▶ Task statement
Express the rows below as a JSON list of strings, with one string for each line and no blank lines.

Entries from a pointing dataset
+===+

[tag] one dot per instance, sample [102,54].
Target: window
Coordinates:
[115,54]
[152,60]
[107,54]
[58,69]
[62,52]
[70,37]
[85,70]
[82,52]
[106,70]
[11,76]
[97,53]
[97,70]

+===+

▶ Result of the task
[
  "[tag] one dot per instance, sample [102,54].",
  "Target: window",
  "Coordinates:",
  "[115,54]",
  "[152,60]",
  "[107,54]",
  "[58,69]",
  "[62,52]",
  "[70,37]",
  "[85,70]",
  "[82,52]",
  "[106,70]",
  "[11,76]",
  "[97,53]",
  "[97,70]"
]